Exercise aim: Each line from the line containing "positive clicks: (556, 223) (536, 224)" through the last line of the entries is to be reproduced exactly as it stands.

Entries taken from a collection:
--- START ---
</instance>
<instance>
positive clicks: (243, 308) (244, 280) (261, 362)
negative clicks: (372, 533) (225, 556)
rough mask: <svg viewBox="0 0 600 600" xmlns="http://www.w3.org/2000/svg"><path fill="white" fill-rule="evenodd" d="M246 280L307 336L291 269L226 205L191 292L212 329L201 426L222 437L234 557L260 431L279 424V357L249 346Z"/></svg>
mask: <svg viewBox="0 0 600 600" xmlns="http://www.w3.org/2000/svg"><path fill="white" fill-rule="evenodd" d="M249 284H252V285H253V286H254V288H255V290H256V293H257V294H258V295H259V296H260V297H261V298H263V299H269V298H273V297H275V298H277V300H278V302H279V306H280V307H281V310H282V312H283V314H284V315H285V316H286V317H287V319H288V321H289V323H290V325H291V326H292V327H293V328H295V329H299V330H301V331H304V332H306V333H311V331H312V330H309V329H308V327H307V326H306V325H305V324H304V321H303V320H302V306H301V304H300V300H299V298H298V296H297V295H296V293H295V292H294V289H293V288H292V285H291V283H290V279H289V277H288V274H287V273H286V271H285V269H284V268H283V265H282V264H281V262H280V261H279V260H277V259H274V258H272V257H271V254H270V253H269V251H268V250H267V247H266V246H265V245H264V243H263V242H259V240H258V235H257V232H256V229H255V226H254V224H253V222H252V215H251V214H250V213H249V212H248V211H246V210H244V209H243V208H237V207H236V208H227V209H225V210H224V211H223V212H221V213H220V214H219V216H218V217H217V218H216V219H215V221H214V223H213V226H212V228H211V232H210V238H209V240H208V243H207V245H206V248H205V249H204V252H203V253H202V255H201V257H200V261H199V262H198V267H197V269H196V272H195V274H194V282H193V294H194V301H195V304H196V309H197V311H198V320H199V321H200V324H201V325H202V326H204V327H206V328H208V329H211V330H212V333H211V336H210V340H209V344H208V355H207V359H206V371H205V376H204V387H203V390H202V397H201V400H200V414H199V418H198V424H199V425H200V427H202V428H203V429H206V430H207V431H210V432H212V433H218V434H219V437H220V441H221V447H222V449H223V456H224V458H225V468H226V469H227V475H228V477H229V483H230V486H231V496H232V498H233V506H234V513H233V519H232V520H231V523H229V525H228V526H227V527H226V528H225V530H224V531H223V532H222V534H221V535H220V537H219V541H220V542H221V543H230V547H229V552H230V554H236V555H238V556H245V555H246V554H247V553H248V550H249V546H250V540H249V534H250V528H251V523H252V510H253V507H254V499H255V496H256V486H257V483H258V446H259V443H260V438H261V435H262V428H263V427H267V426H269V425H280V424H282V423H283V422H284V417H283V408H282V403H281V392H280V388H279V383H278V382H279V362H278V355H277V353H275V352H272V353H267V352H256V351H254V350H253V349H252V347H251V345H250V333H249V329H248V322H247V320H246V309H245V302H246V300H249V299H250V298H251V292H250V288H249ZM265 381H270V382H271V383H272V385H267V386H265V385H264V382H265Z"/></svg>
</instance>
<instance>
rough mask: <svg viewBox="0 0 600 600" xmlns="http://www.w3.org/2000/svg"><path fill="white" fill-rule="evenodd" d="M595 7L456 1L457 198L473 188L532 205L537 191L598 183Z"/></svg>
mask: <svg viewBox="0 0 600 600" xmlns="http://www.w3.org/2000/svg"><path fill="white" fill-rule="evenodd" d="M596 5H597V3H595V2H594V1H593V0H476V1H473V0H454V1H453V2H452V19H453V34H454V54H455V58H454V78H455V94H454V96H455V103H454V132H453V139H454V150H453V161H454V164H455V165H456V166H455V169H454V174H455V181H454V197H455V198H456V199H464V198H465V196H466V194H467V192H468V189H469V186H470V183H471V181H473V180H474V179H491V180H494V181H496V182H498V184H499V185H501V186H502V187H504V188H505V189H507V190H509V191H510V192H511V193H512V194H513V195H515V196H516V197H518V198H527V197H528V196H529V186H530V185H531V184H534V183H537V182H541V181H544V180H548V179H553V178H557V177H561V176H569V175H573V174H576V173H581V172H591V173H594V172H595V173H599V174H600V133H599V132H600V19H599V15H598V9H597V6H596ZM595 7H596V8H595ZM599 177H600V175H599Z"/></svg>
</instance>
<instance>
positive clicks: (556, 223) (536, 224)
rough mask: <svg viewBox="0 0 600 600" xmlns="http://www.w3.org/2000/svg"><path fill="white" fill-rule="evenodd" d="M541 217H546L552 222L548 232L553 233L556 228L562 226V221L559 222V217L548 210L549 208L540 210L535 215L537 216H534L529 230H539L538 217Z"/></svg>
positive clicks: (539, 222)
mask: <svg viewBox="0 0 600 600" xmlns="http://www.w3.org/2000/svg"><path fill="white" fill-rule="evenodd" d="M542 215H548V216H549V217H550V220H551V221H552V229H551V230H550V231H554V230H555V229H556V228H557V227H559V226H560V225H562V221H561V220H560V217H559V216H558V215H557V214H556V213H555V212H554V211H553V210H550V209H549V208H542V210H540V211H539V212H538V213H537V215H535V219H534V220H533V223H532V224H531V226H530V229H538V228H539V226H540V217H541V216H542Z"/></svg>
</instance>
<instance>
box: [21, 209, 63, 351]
--- END ---
Expected answer:
positive clicks: (556, 223) (536, 224)
rough mask: <svg viewBox="0 0 600 600" xmlns="http://www.w3.org/2000/svg"><path fill="white" fill-rule="evenodd" d="M541 217H546L552 222L548 232L553 233L556 228L562 226V221L559 222V217L548 210L549 208L540 210L535 215L537 216H534L529 230H539L538 217Z"/></svg>
positive clicks: (539, 222)
mask: <svg viewBox="0 0 600 600" xmlns="http://www.w3.org/2000/svg"><path fill="white" fill-rule="evenodd" d="M542 215H548V216H549V217H550V220H551V221H552V229H551V230H550V231H554V230H555V229H556V228H557V227H559V226H560V225H562V221H561V220H560V217H559V216H558V215H557V214H556V213H555V212H554V211H553V210H550V209H549V208H542V210H540V211H539V212H538V213H537V215H535V219H534V220H533V223H532V224H531V226H530V229H538V228H539V226H540V217H541V216H542Z"/></svg>
</instance>
<instance>
box: [21, 209, 63, 351]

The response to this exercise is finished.